_Stored entries_
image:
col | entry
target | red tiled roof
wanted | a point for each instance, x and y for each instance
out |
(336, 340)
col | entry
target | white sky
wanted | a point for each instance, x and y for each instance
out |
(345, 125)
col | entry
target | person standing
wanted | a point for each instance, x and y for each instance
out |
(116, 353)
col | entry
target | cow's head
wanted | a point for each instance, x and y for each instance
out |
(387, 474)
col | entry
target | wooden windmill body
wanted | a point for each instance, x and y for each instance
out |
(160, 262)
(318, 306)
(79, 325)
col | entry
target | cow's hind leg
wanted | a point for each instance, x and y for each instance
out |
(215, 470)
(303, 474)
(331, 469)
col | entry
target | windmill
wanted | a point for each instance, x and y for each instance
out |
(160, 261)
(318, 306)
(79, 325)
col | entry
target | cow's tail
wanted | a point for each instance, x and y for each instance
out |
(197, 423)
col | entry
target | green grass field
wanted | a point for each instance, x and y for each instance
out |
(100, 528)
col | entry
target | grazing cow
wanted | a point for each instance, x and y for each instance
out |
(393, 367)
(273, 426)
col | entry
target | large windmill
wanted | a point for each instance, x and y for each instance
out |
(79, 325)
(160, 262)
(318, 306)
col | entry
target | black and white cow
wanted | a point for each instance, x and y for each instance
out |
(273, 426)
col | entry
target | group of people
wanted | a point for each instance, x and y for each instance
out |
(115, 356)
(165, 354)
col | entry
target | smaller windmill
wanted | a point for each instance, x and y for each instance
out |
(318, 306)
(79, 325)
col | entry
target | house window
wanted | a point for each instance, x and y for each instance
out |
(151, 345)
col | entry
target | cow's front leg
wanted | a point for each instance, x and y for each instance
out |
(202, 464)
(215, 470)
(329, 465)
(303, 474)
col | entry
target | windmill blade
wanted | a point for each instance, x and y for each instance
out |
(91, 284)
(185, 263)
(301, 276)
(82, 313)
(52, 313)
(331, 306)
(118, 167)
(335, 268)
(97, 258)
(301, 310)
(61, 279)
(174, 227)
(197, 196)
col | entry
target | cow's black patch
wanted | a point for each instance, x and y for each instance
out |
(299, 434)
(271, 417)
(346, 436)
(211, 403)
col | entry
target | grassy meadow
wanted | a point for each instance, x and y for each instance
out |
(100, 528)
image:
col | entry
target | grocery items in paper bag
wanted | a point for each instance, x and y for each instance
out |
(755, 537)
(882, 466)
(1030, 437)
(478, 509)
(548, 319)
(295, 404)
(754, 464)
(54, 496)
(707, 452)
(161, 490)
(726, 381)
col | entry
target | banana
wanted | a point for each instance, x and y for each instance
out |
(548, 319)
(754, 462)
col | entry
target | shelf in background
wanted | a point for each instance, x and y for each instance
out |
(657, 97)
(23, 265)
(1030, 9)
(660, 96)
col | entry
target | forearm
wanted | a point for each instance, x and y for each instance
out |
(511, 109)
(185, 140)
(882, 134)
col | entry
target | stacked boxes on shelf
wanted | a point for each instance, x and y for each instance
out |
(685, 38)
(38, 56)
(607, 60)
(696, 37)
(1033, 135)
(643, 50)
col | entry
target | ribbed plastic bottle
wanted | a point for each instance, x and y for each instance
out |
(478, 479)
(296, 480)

_EXERCISE GOAL_
Each of the records above is to be copied exactly.

_RESPONSE AREA_
image:
col | entry
target | red tiled roof
wanted | a point for each instance, x and y for each instance
out |
(336, 340)
col | entry
target | white sky
wanted | a point for each instance, x and y for each instance
out |
(345, 125)
col | entry
target | person standing
wanted | a point for each instance, x and y for each instance
out |
(116, 353)
col | entry
target | cow's head
wanted | a point for each instance, x and y for each instance
out |
(387, 474)
col | entry
target | wooden windmill body
wanted | a point for each instance, x and y for each instance
out |
(160, 262)
(318, 306)
(79, 325)
col | entry
target | cow's hind leg
wanted | a point for each instance, x and y for each instance
out |
(215, 470)
(303, 474)
(331, 469)
col | entry
target | windmill
wanted | a point for each instance, x and y for each instance
out |
(160, 261)
(318, 306)
(79, 325)
col | entry
target | cow's tail
wanted | a point for each instance, x and y for each instance
out |
(197, 423)
col | entry
target | green grass field
wanted | a point for each instance, x and y for each instance
out |
(100, 528)
col | entry
target | grazing cow
wanted | a point for each instance, x and y for each instance
out |
(393, 367)
(273, 426)
col | entry
target | large windmill
wanted | a point for each instance, x and y for each instance
out |
(79, 325)
(160, 262)
(318, 306)
col | entry
target | black and white cow
wanted | a point for each instance, x and y for each instance
out |
(273, 426)
col | entry
target | group of people
wanted | a point for each instance, x and y for each instance
out |
(115, 356)
(165, 354)
col | entry
target | smaller windmill
wanted | a point for each instance, x and y for each instance
out |
(318, 306)
(79, 325)
col | entry
target | house window
wanted | a point for each instance, x and y for each instance
out |
(151, 345)
col | entry
target | cow's front leg
wanted | a point for each instance, x and y for each instance
out |
(202, 464)
(215, 470)
(329, 465)
(303, 474)
col | entry
target | windmill blade
wanted | a point for each instance, x and y for each instance
out |
(91, 284)
(185, 263)
(301, 276)
(82, 313)
(52, 313)
(331, 306)
(118, 167)
(335, 268)
(97, 258)
(301, 310)
(61, 279)
(174, 227)
(197, 196)
col | entry
target | cow's black patch
wanted | a point for each instance, x and y for each instance
out |
(299, 434)
(271, 417)
(346, 436)
(211, 403)
col | entry
target | grassy meadow
wanted | a point for each instance, x and y for each instance
out |
(100, 528)
image:
col | entry
target | grocery items in paper bag
wanted | a point for each instance, x and y for each instance
out |
(755, 537)
(882, 466)
(1030, 437)
(478, 509)
(548, 319)
(295, 404)
(754, 464)
(54, 496)
(707, 452)
(161, 490)
(726, 381)
col | entry
target | banana
wanted | a point for each instance, x and y for each instance
out |
(548, 319)
(754, 462)
col | entry
target | shelf in background
wanted | a point for each instance, x and y for each instance
out |
(657, 97)
(23, 265)
(1030, 9)
(660, 96)
col | entry
target | forearm
wanted | a point for each instance, x and y for each instance
out |
(511, 109)
(185, 140)
(882, 134)
col | entry
target | stacked boxes on shelf
wanted | a point for each instance, x and y for each instance
out |
(685, 38)
(38, 56)
(607, 60)
(696, 37)
(1033, 135)
(643, 50)
col | entry
target | ribbed plastic bottle
wanted | a point for each instance, x and y for each instance
out |
(478, 479)
(296, 480)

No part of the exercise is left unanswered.